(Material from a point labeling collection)
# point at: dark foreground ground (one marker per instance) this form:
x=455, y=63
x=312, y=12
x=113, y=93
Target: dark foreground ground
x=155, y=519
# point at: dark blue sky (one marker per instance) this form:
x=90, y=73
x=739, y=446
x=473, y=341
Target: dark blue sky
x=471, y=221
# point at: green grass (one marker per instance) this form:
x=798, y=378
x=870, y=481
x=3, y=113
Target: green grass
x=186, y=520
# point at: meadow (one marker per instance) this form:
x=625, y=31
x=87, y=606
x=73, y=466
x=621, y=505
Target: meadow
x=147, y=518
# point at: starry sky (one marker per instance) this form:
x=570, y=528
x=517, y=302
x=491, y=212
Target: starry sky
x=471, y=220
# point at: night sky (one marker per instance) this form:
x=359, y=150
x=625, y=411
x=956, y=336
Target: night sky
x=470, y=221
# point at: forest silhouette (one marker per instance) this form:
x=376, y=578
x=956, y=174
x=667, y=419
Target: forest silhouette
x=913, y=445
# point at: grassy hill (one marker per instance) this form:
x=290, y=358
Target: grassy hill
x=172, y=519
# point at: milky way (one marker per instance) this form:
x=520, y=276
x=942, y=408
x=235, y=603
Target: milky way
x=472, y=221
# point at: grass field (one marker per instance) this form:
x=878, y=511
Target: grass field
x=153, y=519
--
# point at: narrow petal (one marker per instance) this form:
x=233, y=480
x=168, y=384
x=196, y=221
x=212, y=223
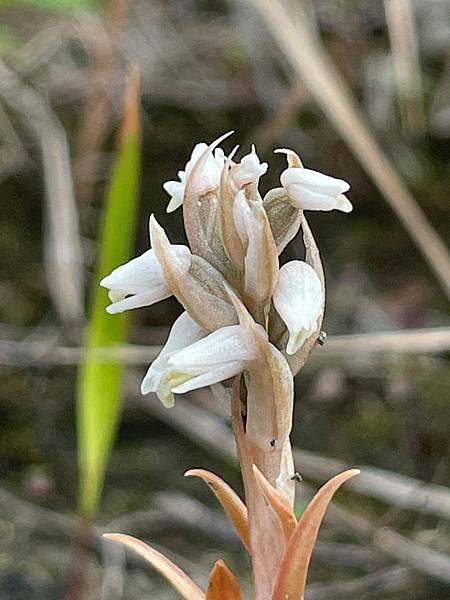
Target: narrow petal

§ AIM
Reproduce every line of the material above that contains the string "starry", treating uppercase and lowercase letters as distinct.

§ CORRECT RESULT
# point at: starry sky (one marker per instance) this form:
Target: starry sky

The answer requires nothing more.